ESPLORA IL MATERIALE:
**A.** Ricopia parola per parola il passo del testo sulla povertà in Europa che si apre con le parole contenenti "Poi ci sono" e si chiude con "milione di persone.".
**B.** Rispondi alle seguenti domande sul testo sulla povertà in Europa, segnando le risposte allo stesso modo.
(i) Quanti disoccupati contava la Polonia nel 2001?
(ii) A quanto ammontano, secondo il testo, i bassi stipendi nella Federazione russa e in Ucraina?
(iii) In Austria, quale percentuale dei genitori soli disoccupati si trova in condizioni di "povertà cronica"?
**C.** Prosegui il testo sulla povertà in Europa partendo dopo la sua ultima frase.

I disoccupati - soprattutto giovani, persone di mezza età e
disabili, fisici o psichici – si trovano in tutta Europa: in
Austria, ad esempio, il 32% dei disoccupati di lungo periodo vive
sotto la minaccia della povertà. Nel 2000 il tasso di
disoccupazione in Finlandia è aumentato del 9,8%: un dato che
comprende il 21,4% dei giovani fra i 15 e i 24 anni. La Polonia, nel
2001, contava circa 3 milioni di disoccupati.
Poi ci sono i lavoratori poveri (“working poor”) a motivo dei
salari esigui; fra loro anche medici e insegnanti. Nella Federazione
russa e in Ucraina i bassi stipendi (circa 30 euro al mese), oltre
ai ritardi nei pagamenti, provocano esodi di massa; per la scarsa
retribuzione solo a Istanbul, in Turchia, oltre un milione di
persone soffrivano di denutrizione lo scorso anno. Questa situazione
incentiva, come “effetti collaterali”, conseguenze sociali
negative: dalla tossicodipendenza in crescita fra i giovani
norvegesi e slovacchi, all’alcolismo, che in Polonia coinvolge
circa un milione di persone.
Famiglie monoparentali o numerose. In 14 Paesi (Austria,
Francia, Germania, Lussemburgo, Paesi Bassi, Gran Bretagna, Andorre,
Lettonia, Lituania, Polonia, Romania, Slovacchia, Armenia e
Bielorussia) è particolarmente critica la situazione delle famiglie
monoparentali soprattutto al femminile. Queste, insieme agli
anziani, rappresentano le categorie principali di persone che vivono
sotto la soglia della povertà. In Lussemburgo, ad esempio, sono il
12% della popolazione, mentre in Austria il 47% dei genitori soli
disoccupati sono in condizioni di “povertà cronica”, anche per
la mancanza di sussidi governativi. Si trovano nelle stesse
difficoltà le famiglie con due o tre figli in alcuni Stati; il
problema viene accentuato per gli alloggi inadeguati e l’impossibilità
di accedere agli asili nido per i bambini. Il sistema sociale,
infatti, “è chiaramente concepito in funzione di una concezione
della famiglia che appartiene al passato – nota Caritas Europa -,
con un capofamiglia che lavorava, generalmente l’uomo, e l’altro
partner che si occupava dei bambini”. I bassi salari, l’instabilità
dell’impiego, la disuguaglianza tra uomini e donne, i servizi di
aiuto all’infanzia inadeguati sono elementi che avvicinano sia le
famiglie monoparentali che quelle numerose al rischio di povertà
cronica.

SEZIONE DATI:
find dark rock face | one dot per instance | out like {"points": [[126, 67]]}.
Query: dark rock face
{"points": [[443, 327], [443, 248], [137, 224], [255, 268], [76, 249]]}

RISPOSTE AI COMPITI:
**A.**
Poi ci sono i lavoratori poveri (“working poor”) a motivo dei
salari esigui; fra loro anche medici e insegnanti. Nella Federazione
russa e in Ucraina i bassi stipendi (circa 30 euro al mese), oltre
ai ritardi nei pagamenti, provocano esodi di massa; per la scarsa
retribuzione solo a Istanbul, in Turchia, oltre un milione di
persone soffrivano di denutrizione lo scorso anno. Questa situazione
incentiva, come “effetti collaterali”, conseguenze sociali
negative: dalla tossicodipendenza in crescita fra i giovani
norvegesi e slovacchi, all’alcolismo, che in Polonia coinvolge
circa un milione di persone.

**B.**
(i) Circa 3 milioni.
(ii) Circa 30 euro al mese.
(iii) Il 47%.

**C.**
La mortalità infantile. È più elevata in Italia, insieme a
Belgio, Grecia, Irlanda, Spagna e Gran Bretagna, dove i decessi sono
6 ogni mille nati vivi, mentre Repubblica Ceca e Slovenia si
attestano a 5, in Croazia 8. In Turchia il numero sale
vertiginosamente a 40 bimbi morti ; alto il dato anche di Albania
(29 decessi su 1.000) e Moldavia (27).
Gli anziani. In 17 Paesi europei – compresa l’Italia, in
particolare il centro-nord – gli anziani sono fra i più poveri
della società, per le pensioni troppo esigue. In Belgio, ad
esempio, le pensioni rappresentano il 37% di un salario medio; in
Bulgaria la pensione sociale media si aggira intorno ai 40 euro e
quella minima ammonta a 23 euro, mentre scende a 12 euro in Ucraina,
senza che venga garantita l’assistenza sanitaria gratuita al 30%
degli anziani sotto la soglia di povertà. In un’Europa in cui la
crescita demografica registra dati negativi e l’aspettativa di
vita si allunga, gli anziani rappresentano “una delle fasce più
importanti della società”, commenta Caritas Europa. “Dopo aver
pagato per decenni contributi economici, le persone anziane
dovrebbero avere la possibilità di vivere una vecchiaia serena”.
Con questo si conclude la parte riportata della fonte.